* _Work to complete_
Please render each line of the rows below as a Markdown table with two columns, No and Text, numbering the lines in order and leaving out any blank lines.

━━ Dataset ━━

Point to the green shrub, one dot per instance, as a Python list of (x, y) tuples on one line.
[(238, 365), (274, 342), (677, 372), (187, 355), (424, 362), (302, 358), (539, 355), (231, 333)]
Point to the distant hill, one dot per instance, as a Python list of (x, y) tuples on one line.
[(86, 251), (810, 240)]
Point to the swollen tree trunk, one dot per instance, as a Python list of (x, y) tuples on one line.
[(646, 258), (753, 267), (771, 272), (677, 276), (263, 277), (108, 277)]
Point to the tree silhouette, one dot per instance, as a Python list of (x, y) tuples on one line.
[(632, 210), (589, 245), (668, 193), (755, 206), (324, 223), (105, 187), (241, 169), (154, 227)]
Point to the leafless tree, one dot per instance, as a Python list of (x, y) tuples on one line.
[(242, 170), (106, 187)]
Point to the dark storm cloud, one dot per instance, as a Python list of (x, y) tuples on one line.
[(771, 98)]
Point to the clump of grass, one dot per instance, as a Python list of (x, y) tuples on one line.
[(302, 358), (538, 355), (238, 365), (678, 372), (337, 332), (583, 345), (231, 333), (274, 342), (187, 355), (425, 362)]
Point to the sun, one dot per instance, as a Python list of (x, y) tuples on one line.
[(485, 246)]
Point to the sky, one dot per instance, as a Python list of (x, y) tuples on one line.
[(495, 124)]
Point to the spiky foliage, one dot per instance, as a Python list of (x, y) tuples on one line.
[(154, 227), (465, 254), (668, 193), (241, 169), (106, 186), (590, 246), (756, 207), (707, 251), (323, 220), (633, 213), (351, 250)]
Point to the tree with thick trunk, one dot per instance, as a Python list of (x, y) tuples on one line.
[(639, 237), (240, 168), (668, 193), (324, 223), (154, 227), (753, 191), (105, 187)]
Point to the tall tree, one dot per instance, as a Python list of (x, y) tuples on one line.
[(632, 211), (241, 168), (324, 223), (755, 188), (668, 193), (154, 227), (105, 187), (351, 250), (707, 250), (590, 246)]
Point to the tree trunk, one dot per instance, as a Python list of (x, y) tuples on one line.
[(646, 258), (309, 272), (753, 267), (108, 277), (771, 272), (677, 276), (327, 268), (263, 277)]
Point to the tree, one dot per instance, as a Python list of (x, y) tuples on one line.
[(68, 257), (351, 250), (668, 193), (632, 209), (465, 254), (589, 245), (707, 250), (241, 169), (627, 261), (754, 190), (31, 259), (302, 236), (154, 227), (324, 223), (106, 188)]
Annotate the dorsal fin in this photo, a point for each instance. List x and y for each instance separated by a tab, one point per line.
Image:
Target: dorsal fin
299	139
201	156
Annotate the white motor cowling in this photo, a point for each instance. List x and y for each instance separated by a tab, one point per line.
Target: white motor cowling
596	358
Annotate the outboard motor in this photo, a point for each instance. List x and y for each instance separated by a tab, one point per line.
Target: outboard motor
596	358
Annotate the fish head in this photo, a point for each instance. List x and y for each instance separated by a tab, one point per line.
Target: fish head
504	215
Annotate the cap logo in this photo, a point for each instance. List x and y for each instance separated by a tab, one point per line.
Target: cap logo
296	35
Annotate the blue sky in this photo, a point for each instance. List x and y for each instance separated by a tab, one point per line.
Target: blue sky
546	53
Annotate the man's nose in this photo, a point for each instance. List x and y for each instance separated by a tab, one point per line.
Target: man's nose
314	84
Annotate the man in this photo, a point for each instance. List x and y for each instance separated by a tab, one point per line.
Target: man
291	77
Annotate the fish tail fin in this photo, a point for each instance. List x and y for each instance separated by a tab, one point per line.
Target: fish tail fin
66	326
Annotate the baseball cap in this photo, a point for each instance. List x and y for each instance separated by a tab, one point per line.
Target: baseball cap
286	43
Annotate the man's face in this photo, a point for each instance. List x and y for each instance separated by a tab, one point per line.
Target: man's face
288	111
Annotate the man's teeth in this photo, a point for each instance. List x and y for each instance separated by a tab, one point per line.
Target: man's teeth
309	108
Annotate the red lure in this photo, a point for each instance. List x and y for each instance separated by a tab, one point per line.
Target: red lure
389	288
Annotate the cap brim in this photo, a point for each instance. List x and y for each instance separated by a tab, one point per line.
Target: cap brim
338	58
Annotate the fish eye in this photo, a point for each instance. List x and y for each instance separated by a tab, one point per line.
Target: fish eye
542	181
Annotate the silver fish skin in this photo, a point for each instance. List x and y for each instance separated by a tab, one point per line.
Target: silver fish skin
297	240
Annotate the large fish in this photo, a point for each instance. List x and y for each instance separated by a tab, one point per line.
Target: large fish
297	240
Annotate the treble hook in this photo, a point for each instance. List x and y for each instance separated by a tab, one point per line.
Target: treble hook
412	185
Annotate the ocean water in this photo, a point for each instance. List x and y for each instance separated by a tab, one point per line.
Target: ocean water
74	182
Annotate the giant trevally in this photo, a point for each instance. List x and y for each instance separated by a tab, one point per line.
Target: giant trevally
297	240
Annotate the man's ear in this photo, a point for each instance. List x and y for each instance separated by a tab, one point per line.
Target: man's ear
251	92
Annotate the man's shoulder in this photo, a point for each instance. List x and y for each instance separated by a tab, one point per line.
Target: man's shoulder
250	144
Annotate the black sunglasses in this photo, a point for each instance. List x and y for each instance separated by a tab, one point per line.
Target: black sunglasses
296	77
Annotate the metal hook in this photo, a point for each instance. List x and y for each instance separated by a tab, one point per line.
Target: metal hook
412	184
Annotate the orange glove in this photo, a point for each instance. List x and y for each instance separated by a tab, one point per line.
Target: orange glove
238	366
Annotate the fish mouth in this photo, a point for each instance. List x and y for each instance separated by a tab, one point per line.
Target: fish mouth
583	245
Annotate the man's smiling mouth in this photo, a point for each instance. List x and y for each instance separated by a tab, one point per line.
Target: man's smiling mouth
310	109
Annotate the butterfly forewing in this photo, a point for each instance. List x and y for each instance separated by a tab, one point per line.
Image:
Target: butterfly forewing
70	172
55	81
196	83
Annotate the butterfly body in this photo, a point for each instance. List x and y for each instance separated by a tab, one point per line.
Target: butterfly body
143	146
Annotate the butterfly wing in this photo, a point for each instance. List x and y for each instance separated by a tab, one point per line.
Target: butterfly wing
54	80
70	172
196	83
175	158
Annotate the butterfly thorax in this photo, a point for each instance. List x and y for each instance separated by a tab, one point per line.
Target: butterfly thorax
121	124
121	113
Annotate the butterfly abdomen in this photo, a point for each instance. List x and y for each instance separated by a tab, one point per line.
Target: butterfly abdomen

━━━

* _Complete response_
| No | Text |
|---|---|
| 1 | Point to the green shrub, one dot per instance, as a Python list of (x, y) tuples on one line. |
| 2 | [(238, 365), (274, 342), (677, 372), (187, 355), (424, 362), (302, 358), (539, 355), (231, 333)] |
| 3 | Point to the distant hill, one dot per instance, as a Python list of (x, y) tuples on one line. |
| 4 | [(86, 251), (810, 240)] |
| 5 | Point to the swollen tree trunk, one dot per instance, as a Python list of (x, y) tuples on one line. |
| 6 | [(646, 258), (753, 267), (771, 272), (677, 276), (263, 277), (108, 277)] |
| 7 | Point to the tree silhouette, one dot per instance, as a Python list of (x, y) tuples on one line. |
| 8 | [(632, 210), (589, 245), (668, 193), (755, 206), (324, 223), (105, 187), (241, 169), (154, 227)] |
| 9 | Point to the leafless tree, one dot per instance, as a Python list of (x, y) tuples on one line. |
| 10 | [(242, 170), (106, 187)] |
| 11 | Point to the dark storm cloud, one dot per instance, as a Python list of (x, y) tuples on one line. |
| 12 | [(771, 98)] |
| 13 | Point to the clump of grass, one dot per instance, as a Python list of (x, y) tuples on one line. |
| 14 | [(302, 358), (538, 355), (238, 365), (678, 372), (337, 332), (583, 345), (231, 333), (274, 342), (187, 355), (425, 362)] |
| 15 | Point to the sun, one dot per instance, as a Python list of (x, y) tuples on one line. |
| 16 | [(485, 246)] |
| 17 | Point to the sky, one dot per instance, as a Python list of (x, y) tuples on one line. |
| 18 | [(495, 124)] |
| 19 | Point to the spiky foliage, one dot per instance, as a Python list of (x, y) tuples on one line. |
| 20 | [(154, 227), (465, 254), (668, 193), (241, 169), (106, 186), (590, 246), (756, 207), (707, 251), (323, 220), (633, 213), (351, 250)] |
| 21 | Point to the tree with thick trunk, one dot per instance, as a Python list of (x, y) tuples on one line. |
| 22 | [(639, 237), (240, 168), (668, 193), (324, 223), (154, 227), (753, 191), (105, 187)] |
| 23 | Point to the tall tree, one dot per instance, as a Python list of (x, y) tuples on one line. |
| 24 | [(632, 211), (241, 168), (324, 223), (755, 188), (668, 193), (154, 227), (105, 187), (351, 250), (707, 250), (590, 246)] |
| 25 | Point to the tree trunk, one dot per instance, as a Python list of (x, y) tuples on one line. |
| 26 | [(646, 258), (309, 272), (753, 267), (108, 277), (771, 272), (677, 276), (327, 268), (263, 277)] |
| 27 | Point to the tree, one dot per instance, as a Python list of (x, y) tuples on one line. |
| 28 | [(68, 257), (351, 250), (668, 193), (632, 209), (465, 254), (589, 245), (707, 250), (241, 169), (627, 261), (754, 190), (31, 259), (302, 236), (154, 227), (324, 223), (106, 188)] |
| 29 | Annotate the dorsal fin in this photo, a point for each instance. List x and y for each instance separated by a tab, one point per line. |
| 30 | Image: |
| 31 | Target: dorsal fin |
| 32 | 299	139 |
| 33 | 201	156 |
| 34 | Annotate the white motor cowling in this photo, a point for each instance. List x and y for each instance separated by a tab, one point per line. |
| 35 | Target: white motor cowling |
| 36 | 596	358 |
| 37 | Annotate the outboard motor in this photo, a point for each instance. List x and y for each instance separated by a tab, one point per line. |
| 38 | Target: outboard motor |
| 39 | 596	358 |
| 40 | Annotate the fish head in this photo, a point for each instance. List x and y for each instance separated by a tab, one point per line. |
| 41 | Target: fish head |
| 42 | 504	215 |
| 43 | Annotate the cap logo in this photo, a point for each instance. List x and y for each instance separated by a tab, one point per line. |
| 44 | Target: cap logo |
| 45 | 296	35 |
| 46 | Annotate the blue sky in this photo, a point for each instance. List x and y for each instance separated by a tab, one point per line. |
| 47 | Target: blue sky |
| 48 | 546	53 |
| 49 | Annotate the man's nose in this photo, a point for each instance. List x and y for each instance separated by a tab, one point per line. |
| 50 | Target: man's nose |
| 51 | 314	84 |
| 52 | Annotate the man in this photo, a point for each instance. List x and y for each instance separated by a tab, one point per line. |
| 53 | Target: man |
| 54 | 291	77 |
| 55 | Annotate the fish tail fin in this photo, a point for each instance. List x and y for each instance separated by a tab, one point per line. |
| 56 | Target: fish tail fin |
| 57 | 66	326 |
| 58 | Annotate the baseball cap in this photo, a point for each instance. List x and y for each instance separated by a tab, one point per line. |
| 59 | Target: baseball cap |
| 60 | 286	43 |
| 61 | Annotate the man's face in this photo, a point for each instance. List x and y for each instance separated by a tab, one point per line. |
| 62 | Target: man's face |
| 63 | 288	111 |
| 64 | Annotate the man's teeth in this photo, a point for each instance. List x and y for each instance separated by a tab, one point per line. |
| 65 | Target: man's teeth |
| 66 | 309	108 |
| 67 | Annotate the red lure in this photo, a point for each instance. List x and y for each instance separated by a tab, one point per line. |
| 68 | Target: red lure |
| 69 | 389	288 |
| 70 | Annotate the cap brim in this photo, a point for each instance. List x and y for each instance separated by a tab, one point per line. |
| 71 | Target: cap brim |
| 72 | 338	58 |
| 73 | Annotate the fish eye in this photo, a point for each instance. List x and y for each instance separated by a tab, one point per line. |
| 74 | Target: fish eye |
| 75 | 542	181 |
| 76 | Annotate the silver fish skin in this photo, a point for each instance. List x and y for each instance separated by a tab, one point per line. |
| 77 | Target: silver fish skin |
| 78 | 297	240 |
| 79 | Annotate the large fish in this photo, a point for each instance. List x and y for each instance separated by a tab, one point per line. |
| 80 | Target: large fish |
| 81 | 297	240 |
| 82 | Annotate the treble hook in this photo, a point for each instance. List x and y for each instance separated by a tab, one point per line. |
| 83 | Target: treble hook |
| 84 | 412	185 |
| 85 | Annotate the ocean water in this photo, a point for each instance. List x and y for each instance separated by a tab, one point per line. |
| 86 | Target: ocean water |
| 87 | 74	182 |
| 88 | Annotate the giant trevally in this photo, a point for each instance. List x and y for each instance separated by a tab, one point per line. |
| 89 | Target: giant trevally |
| 90 | 297	240 |
| 91 | Annotate the man's ear in this photo, a point for each instance. List x and y for each instance separated by a tab, one point per line. |
| 92 | Target: man's ear |
| 93 | 251	92 |
| 94 | Annotate the man's shoulder in this photo, a point for each instance. List x and y for each instance separated by a tab, one point per line. |
| 95 | Target: man's shoulder |
| 96 | 250	144 |
| 97 | Annotate the black sunglasses in this photo, a point for each instance. List x and y for each instance separated by a tab, one point per line. |
| 98 | Target: black sunglasses |
| 99 | 296	77 |
| 100 | Annotate the metal hook in this photo, a point for each instance. List x and y for each instance separated by a tab, one point per line. |
| 101 | Target: metal hook |
| 102 | 412	184 |
| 103 | Annotate the orange glove in this photo, a point for each instance. List x and y for each instance separated by a tab, one point per line. |
| 104 | Target: orange glove |
| 105 | 238	366 |
| 106 | Annotate the fish mouth in this photo, a point for each instance. List x and y for each instance separated by a tab, one point per line. |
| 107 | Target: fish mouth |
| 108 | 583	245 |
| 109 | Annotate the man's smiling mouth in this photo, a point for each instance. List x and y for each instance separated by a tab, one point per line. |
| 110 | Target: man's smiling mouth |
| 111 | 310	109 |
| 112 | Annotate the butterfly forewing in this photo, a point for each instance. List x and y for each instance separated by a tab, one point per line. |
| 113 | Image: |
| 114 | Target: butterfly forewing |
| 115 | 70	172 |
| 116 | 55	81 |
| 117 | 196	83 |
| 118 | Annotate the butterfly body in this photo, a point for each instance. List x and y for each instance separated by a tab, one point per line. |
| 119 | Target: butterfly body |
| 120 | 143	146 |
| 121 | Annotate the butterfly wing in this photo, a point for each instance. List x and y for each instance separated by a tab, one point per line. |
| 122 | Target: butterfly wing |
| 123 | 54	80 |
| 124 | 70	172 |
| 125 | 196	83 |
| 126 | 175	158 |
| 127 | Annotate the butterfly thorax in this photo, a point for each instance. List x and y for each instance separated by a tab, one point per line. |
| 128 | Target: butterfly thorax |
| 129 | 121	124 |
| 130 | 121	113 |
| 131 | Annotate the butterfly abdomen in this photo, a point for each instance. List x and y for each instance separated by a tab, one point per line. |
| 132 | Target: butterfly abdomen |